_Work order_:
Output exactly the lines below, starting with the line that has "Need: one point per instance of the airplane tail" and going on through the line that has "Target: airplane wing", both included, and no other lines.

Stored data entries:
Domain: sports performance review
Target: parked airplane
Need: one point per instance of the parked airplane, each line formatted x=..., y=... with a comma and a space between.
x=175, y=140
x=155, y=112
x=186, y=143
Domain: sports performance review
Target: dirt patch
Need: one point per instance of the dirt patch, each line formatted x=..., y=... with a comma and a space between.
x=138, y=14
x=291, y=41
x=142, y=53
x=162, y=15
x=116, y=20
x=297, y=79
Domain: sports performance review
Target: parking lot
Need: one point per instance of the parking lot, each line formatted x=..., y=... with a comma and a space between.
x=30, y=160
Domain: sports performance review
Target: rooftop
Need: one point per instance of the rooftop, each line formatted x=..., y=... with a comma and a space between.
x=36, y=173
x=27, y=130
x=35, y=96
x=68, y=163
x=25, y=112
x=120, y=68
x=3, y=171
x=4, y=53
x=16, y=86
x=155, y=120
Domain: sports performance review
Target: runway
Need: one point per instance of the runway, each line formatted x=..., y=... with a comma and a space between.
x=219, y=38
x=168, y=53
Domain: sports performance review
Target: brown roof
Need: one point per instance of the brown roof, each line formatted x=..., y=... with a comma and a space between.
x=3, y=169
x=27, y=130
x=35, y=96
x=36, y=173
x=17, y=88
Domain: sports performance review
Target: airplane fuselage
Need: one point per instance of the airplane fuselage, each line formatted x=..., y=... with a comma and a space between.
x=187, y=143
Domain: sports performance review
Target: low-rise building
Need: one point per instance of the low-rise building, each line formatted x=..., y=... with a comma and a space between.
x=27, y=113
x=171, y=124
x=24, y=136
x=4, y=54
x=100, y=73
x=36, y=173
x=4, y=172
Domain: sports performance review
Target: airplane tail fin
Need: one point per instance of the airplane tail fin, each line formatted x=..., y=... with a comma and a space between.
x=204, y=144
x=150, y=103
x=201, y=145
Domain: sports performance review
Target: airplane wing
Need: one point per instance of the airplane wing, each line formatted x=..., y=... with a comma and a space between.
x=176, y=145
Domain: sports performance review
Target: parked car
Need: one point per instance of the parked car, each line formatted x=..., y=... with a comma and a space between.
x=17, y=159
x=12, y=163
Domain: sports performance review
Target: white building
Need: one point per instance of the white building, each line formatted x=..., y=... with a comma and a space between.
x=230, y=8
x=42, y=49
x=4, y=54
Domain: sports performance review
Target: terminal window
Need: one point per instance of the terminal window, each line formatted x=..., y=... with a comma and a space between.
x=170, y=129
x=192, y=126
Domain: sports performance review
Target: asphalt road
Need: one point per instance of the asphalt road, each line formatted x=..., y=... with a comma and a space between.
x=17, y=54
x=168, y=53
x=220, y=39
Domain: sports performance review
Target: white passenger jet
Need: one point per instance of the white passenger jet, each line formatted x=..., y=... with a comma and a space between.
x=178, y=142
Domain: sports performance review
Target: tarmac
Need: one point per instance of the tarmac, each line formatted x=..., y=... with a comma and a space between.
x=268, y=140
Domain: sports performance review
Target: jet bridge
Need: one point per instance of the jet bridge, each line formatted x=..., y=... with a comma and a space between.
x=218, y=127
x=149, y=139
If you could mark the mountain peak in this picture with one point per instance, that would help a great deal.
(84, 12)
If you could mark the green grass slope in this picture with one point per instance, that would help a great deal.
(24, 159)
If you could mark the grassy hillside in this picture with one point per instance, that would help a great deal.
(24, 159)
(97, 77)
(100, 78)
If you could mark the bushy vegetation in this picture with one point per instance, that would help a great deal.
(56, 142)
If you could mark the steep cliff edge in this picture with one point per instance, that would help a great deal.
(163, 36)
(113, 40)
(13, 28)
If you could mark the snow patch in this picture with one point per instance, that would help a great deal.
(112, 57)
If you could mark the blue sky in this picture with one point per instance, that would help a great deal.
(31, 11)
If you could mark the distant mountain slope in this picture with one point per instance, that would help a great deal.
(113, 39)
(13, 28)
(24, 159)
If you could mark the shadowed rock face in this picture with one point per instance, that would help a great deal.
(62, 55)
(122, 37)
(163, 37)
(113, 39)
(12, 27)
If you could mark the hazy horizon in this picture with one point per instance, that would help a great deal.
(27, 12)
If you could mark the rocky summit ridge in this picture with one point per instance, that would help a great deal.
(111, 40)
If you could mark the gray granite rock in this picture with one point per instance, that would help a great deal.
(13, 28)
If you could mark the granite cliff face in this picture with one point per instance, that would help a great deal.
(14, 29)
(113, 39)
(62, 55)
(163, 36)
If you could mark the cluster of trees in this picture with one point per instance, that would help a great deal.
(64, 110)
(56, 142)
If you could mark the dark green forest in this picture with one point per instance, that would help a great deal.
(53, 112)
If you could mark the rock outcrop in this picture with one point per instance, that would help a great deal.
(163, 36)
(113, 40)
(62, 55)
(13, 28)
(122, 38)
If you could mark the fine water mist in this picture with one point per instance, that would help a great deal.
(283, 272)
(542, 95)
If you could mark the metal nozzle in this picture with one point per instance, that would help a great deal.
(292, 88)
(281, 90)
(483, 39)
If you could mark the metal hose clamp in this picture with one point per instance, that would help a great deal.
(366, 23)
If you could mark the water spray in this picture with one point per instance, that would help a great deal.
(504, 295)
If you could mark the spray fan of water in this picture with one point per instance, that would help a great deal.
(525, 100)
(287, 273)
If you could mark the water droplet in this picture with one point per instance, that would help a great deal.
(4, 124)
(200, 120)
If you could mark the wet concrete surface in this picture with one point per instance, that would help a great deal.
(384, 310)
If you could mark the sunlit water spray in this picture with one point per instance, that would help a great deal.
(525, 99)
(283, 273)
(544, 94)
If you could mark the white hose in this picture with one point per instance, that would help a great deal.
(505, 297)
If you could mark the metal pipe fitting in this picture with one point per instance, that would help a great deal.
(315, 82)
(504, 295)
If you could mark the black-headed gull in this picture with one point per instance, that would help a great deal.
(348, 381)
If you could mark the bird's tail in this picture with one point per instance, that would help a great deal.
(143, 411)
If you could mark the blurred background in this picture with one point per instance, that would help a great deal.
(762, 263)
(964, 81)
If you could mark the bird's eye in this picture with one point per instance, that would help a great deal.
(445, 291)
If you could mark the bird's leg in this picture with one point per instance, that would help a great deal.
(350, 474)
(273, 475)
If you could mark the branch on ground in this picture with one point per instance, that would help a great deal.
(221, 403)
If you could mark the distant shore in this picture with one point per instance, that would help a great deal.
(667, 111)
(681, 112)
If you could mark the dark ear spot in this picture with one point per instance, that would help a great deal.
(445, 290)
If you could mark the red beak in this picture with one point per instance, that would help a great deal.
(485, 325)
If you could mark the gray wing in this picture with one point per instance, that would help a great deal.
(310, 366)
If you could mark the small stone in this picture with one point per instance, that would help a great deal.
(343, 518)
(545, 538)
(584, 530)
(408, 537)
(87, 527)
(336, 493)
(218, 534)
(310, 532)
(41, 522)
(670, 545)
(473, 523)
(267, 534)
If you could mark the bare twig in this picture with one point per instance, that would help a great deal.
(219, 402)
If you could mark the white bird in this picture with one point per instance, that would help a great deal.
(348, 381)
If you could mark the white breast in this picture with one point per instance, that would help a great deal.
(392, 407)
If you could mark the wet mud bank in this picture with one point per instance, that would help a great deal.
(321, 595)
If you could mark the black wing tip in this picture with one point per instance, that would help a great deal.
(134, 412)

_Response to the exercise_:
Need: one point per instance of the airplane tail fin, each line formatted x=..., y=... with a comma and a space between.
x=204, y=144
x=150, y=103
x=201, y=145
Domain: sports performance review
Target: airplane wing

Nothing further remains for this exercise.